→ To be done: Quote, without any change, the line that contains "Practice step: find the man in" and all lines that follow it to the end of the data below.

→ Data listing:
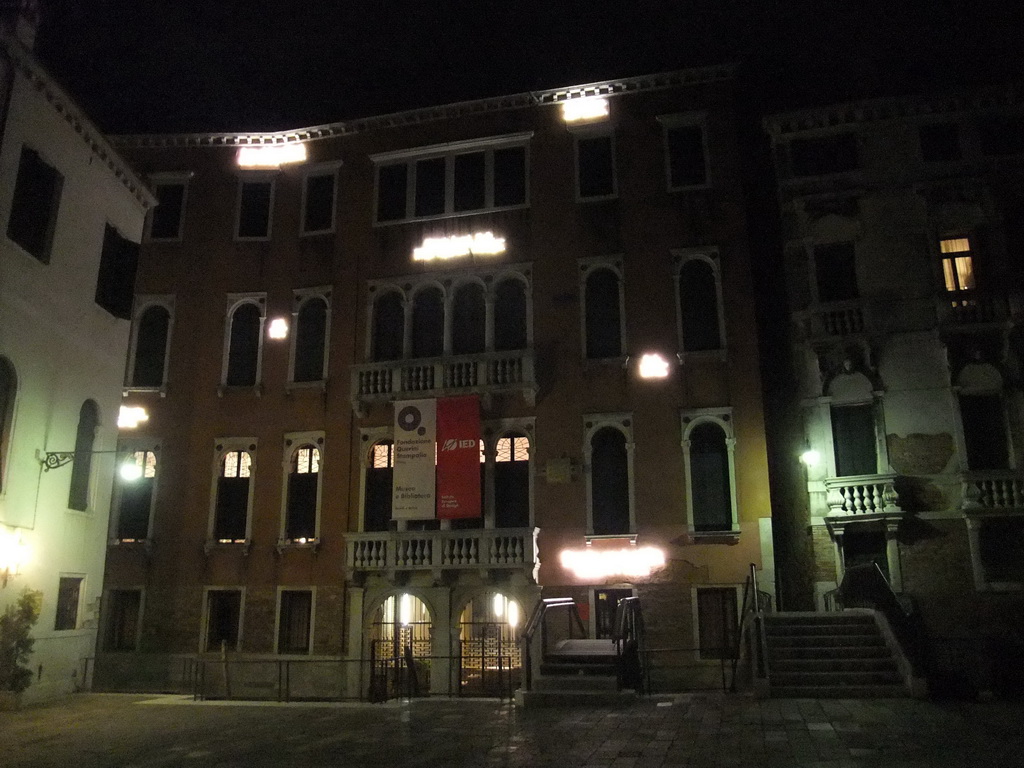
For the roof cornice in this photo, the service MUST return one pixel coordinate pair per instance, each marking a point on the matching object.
(663, 81)
(25, 62)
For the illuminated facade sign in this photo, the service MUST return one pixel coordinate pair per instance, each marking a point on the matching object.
(484, 244)
(591, 564)
(271, 156)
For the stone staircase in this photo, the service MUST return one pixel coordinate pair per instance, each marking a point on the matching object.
(830, 655)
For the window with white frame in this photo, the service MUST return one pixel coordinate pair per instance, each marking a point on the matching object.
(134, 494)
(608, 458)
(603, 321)
(310, 339)
(717, 622)
(295, 617)
(255, 206)
(698, 301)
(232, 491)
(151, 342)
(595, 161)
(167, 218)
(124, 620)
(244, 340)
(223, 612)
(453, 179)
(320, 189)
(685, 151)
(709, 463)
(302, 487)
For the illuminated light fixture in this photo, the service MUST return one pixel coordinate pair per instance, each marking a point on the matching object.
(579, 110)
(130, 417)
(592, 564)
(653, 366)
(484, 244)
(270, 156)
(13, 554)
(278, 329)
(810, 458)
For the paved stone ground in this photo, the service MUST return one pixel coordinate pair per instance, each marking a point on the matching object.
(698, 730)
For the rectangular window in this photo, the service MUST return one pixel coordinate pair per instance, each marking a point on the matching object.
(317, 203)
(165, 222)
(717, 622)
(823, 155)
(294, 621)
(687, 163)
(939, 142)
(223, 620)
(69, 595)
(116, 280)
(34, 207)
(123, 614)
(595, 167)
(469, 178)
(255, 204)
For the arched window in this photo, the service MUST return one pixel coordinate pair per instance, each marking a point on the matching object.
(428, 324)
(310, 340)
(512, 481)
(603, 314)
(698, 306)
(148, 369)
(135, 497)
(231, 510)
(609, 480)
(468, 320)
(510, 315)
(303, 494)
(8, 390)
(377, 499)
(244, 346)
(389, 327)
(88, 420)
(710, 478)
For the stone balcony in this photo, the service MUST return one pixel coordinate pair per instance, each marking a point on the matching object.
(862, 496)
(485, 374)
(437, 551)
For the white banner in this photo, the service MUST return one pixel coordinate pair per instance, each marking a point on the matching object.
(415, 446)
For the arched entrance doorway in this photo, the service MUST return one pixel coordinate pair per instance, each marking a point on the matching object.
(489, 663)
(400, 648)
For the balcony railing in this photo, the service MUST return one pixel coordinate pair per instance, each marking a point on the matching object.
(442, 550)
(993, 489)
(863, 495)
(467, 374)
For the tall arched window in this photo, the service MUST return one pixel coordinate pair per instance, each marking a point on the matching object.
(512, 481)
(698, 306)
(310, 340)
(303, 494)
(8, 390)
(244, 346)
(468, 320)
(88, 420)
(151, 347)
(428, 324)
(510, 315)
(389, 327)
(609, 478)
(377, 499)
(711, 487)
(603, 314)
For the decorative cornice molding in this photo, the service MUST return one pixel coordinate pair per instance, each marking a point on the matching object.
(29, 67)
(646, 83)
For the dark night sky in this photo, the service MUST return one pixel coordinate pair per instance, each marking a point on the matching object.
(167, 66)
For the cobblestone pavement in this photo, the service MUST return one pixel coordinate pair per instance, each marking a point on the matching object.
(708, 730)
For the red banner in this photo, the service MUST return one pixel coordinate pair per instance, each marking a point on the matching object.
(458, 458)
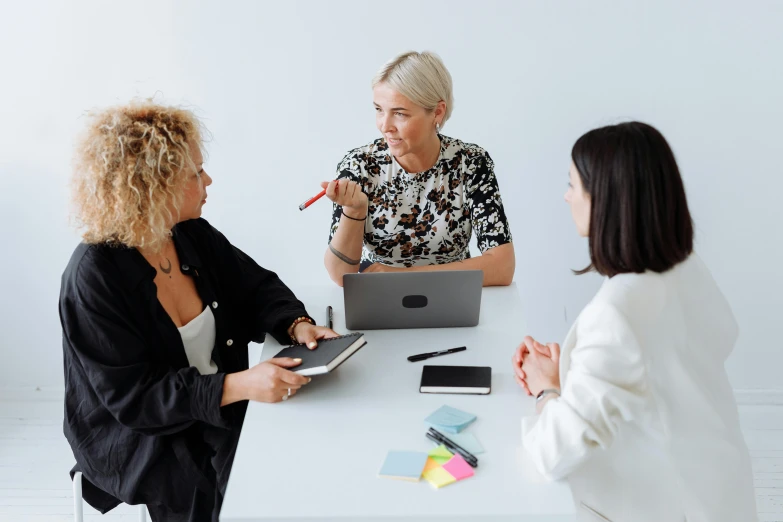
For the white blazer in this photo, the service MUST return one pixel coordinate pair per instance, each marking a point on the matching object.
(647, 427)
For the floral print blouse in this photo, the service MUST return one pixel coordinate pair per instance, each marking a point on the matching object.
(427, 217)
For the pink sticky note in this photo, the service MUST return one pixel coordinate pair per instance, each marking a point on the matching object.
(458, 468)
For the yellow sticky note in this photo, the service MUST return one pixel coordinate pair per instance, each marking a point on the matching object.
(441, 455)
(430, 464)
(439, 477)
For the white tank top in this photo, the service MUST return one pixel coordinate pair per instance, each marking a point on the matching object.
(198, 336)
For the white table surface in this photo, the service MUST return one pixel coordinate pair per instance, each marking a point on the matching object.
(317, 456)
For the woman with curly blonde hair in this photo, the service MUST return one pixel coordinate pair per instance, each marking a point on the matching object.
(157, 309)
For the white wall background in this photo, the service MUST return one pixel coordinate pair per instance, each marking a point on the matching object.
(284, 88)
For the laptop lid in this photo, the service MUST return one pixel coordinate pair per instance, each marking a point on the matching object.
(412, 300)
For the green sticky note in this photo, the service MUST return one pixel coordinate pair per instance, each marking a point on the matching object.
(441, 455)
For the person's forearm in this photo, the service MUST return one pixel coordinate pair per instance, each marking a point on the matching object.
(233, 388)
(497, 263)
(347, 242)
(548, 397)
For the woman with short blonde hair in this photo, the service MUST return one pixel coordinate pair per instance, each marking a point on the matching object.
(412, 199)
(157, 309)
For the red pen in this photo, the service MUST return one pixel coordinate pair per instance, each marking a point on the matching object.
(316, 197)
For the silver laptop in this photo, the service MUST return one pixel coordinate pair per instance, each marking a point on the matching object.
(412, 300)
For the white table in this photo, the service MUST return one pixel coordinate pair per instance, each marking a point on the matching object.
(317, 456)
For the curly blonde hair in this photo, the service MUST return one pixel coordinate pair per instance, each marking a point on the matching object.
(130, 169)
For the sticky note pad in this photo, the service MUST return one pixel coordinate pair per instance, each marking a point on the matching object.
(441, 455)
(430, 464)
(450, 420)
(467, 441)
(439, 477)
(458, 468)
(403, 465)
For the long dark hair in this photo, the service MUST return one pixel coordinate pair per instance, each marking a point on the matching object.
(639, 218)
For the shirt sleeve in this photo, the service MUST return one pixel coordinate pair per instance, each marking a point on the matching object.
(268, 304)
(487, 215)
(350, 169)
(604, 388)
(121, 369)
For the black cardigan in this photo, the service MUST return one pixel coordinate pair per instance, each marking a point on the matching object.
(130, 393)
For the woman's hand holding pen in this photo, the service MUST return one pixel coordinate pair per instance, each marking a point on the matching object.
(309, 334)
(348, 194)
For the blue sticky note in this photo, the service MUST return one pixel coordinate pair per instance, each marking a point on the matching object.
(449, 420)
(403, 465)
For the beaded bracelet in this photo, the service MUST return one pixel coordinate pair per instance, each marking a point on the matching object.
(354, 219)
(296, 322)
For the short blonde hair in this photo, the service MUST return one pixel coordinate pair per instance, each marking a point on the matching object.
(130, 172)
(420, 77)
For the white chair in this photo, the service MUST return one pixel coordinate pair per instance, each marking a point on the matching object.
(78, 504)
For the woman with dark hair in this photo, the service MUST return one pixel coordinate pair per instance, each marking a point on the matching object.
(636, 411)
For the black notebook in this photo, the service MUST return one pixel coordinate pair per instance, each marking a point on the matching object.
(329, 354)
(456, 379)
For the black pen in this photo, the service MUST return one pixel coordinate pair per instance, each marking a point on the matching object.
(453, 446)
(422, 356)
(470, 459)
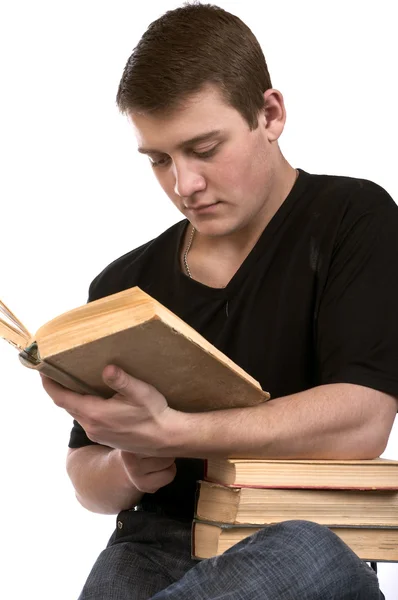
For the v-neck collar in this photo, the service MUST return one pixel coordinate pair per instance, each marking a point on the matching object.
(257, 250)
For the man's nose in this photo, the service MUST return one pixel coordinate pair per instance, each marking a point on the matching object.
(187, 180)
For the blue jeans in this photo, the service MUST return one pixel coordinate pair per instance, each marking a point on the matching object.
(148, 557)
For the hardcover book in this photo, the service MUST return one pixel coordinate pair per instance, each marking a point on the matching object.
(137, 333)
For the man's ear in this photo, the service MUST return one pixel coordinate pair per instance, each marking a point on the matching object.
(274, 114)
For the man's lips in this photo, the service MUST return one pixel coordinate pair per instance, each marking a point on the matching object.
(202, 207)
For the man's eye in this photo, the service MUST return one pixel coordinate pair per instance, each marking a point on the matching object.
(206, 154)
(159, 163)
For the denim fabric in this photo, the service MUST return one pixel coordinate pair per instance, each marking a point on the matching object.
(148, 557)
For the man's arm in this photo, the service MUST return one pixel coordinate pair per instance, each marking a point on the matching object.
(336, 421)
(107, 480)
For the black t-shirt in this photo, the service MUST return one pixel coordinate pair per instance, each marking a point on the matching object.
(313, 303)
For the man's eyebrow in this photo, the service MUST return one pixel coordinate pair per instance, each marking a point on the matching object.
(195, 140)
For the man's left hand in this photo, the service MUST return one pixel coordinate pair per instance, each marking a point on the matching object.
(136, 419)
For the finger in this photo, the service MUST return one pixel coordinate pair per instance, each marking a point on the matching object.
(122, 382)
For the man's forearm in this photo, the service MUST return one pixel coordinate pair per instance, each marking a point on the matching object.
(328, 422)
(100, 481)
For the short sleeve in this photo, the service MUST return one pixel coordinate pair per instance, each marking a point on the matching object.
(357, 322)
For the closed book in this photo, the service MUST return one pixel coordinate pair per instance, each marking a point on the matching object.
(258, 506)
(377, 474)
(369, 543)
(137, 333)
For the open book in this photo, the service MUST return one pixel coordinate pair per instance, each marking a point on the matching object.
(137, 333)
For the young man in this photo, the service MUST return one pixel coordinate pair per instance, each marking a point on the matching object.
(292, 275)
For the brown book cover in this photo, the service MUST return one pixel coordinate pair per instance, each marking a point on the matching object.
(262, 506)
(373, 474)
(378, 544)
(137, 333)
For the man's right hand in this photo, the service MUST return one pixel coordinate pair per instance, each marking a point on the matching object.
(148, 473)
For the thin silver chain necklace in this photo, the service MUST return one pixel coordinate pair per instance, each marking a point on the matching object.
(187, 249)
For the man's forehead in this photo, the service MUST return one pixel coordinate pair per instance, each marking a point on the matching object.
(185, 143)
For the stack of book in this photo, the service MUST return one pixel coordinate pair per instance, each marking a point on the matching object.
(357, 500)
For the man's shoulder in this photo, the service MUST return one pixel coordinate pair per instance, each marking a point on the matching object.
(126, 271)
(355, 192)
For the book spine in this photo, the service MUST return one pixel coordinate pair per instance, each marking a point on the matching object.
(30, 356)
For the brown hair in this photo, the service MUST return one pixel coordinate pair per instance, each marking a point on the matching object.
(186, 49)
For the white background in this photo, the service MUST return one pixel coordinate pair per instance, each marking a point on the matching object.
(75, 195)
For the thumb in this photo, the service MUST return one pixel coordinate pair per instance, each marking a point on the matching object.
(117, 379)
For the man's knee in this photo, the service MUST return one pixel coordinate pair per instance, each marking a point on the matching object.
(319, 558)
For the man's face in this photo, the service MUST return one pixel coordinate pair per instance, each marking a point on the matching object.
(219, 182)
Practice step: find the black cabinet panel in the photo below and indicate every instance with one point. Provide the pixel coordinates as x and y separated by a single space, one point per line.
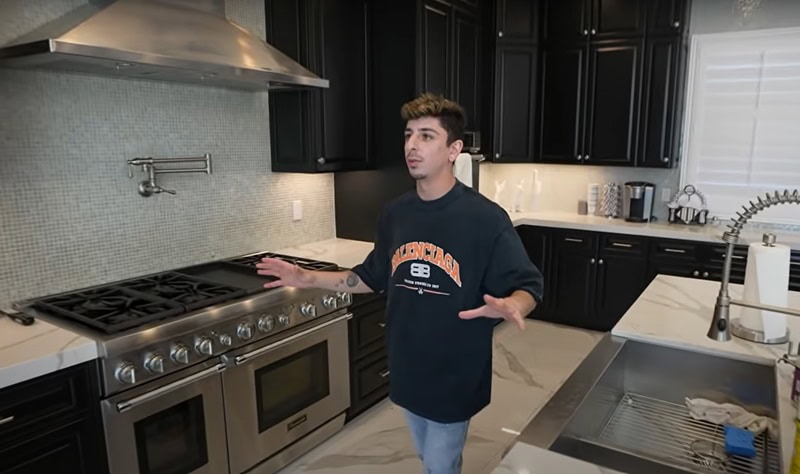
517 21
658 102
514 104
613 104
562 102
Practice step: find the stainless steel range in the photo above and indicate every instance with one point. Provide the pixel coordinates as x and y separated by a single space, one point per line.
205 371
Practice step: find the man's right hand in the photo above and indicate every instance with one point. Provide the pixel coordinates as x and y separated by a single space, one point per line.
286 273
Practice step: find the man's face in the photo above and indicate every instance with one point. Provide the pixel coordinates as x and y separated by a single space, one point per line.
426 149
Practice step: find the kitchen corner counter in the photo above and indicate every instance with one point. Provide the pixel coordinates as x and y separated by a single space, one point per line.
343 252
677 312
708 233
27 352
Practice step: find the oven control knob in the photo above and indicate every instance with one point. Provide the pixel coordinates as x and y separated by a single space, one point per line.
126 373
180 354
329 302
204 346
155 364
266 323
308 310
344 298
245 331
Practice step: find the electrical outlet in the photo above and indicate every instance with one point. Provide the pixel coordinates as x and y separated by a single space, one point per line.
297 210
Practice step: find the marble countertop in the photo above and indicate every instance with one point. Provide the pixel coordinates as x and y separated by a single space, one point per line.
707 233
677 312
27 352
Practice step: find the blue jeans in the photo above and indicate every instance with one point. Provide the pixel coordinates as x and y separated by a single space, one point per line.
438 445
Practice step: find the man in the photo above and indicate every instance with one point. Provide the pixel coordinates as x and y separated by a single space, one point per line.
450 262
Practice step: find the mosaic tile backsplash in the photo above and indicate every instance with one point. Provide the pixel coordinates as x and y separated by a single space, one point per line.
69 215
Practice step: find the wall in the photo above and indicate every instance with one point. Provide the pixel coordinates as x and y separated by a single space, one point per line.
69 215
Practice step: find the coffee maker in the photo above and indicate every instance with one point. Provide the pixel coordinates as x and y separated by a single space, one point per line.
638 201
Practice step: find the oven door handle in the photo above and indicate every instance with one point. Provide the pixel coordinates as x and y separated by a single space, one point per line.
146 397
238 360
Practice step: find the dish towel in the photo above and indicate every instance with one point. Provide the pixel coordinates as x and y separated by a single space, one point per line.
730 414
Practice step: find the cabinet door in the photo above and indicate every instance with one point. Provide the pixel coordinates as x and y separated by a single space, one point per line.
514 99
566 19
658 102
72 449
612 103
561 118
517 21
435 44
620 281
665 17
466 56
617 18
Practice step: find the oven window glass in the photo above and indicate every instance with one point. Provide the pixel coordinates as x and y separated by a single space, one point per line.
173 441
289 385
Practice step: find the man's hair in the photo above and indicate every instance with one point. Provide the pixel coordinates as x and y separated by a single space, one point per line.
450 114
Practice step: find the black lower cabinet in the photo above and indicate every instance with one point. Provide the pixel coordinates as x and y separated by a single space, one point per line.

→ Full response:
Practice step: find the man in the photo above and indicate every instance with one point. Provide the pixel coordinates as x and y separated by a single space, one point per line.
450 262
Practice step: find the mosaic tile backsplash in the photo above and indicate every instance with one point. Provide the pixel coordinates as x and y separated by a single space, one point per line.
69 215
Practice step: find the wall in the photo above and indicate every instance with one point. Provide the pixel coordinates as x and y separated by a single space, one point per line.
69 215
Practice step: find the coffee maker in the photo above and indicate every instance with one point. Provide the pixel coordinates as x and y separated by a single space, one point per line.
638 201
Practice step: find the oven door handle in the photo above and indicate every instance with one point. Provide the pixel coordinates as x and y separated by a single space, one point per line.
146 397
238 360
Practice step: find the dish towel in the photo above and indicate every instance with one point. Provide the pixel coordinates as x and y separated by a single space, one point per line.
730 414
Practice step: find the cabinet door in the photo above and indicate every instance with one point. Provide the pixel coordinates as x and y separated by a single space, one point per line.
514 99
566 19
658 102
72 449
612 103
561 118
517 21
435 44
620 281
665 17
466 56
617 18
Practice step: find the oven window glass in the photo above and indicate every instance with one point. Provide the pixel coordinates as x and y separated by a single space, one point per line.
173 441
289 385
Practice step: find the man's hair in the photo above and indicate every instance with one point. Provide the pixel coordinates as x and y separated by a single space, one point per line.
450 114
Practice step: find the black lower cabinet in the photo above and indicate every instance with one point. Provide the pixel coordinates as x and y separated by a single space, one point per line.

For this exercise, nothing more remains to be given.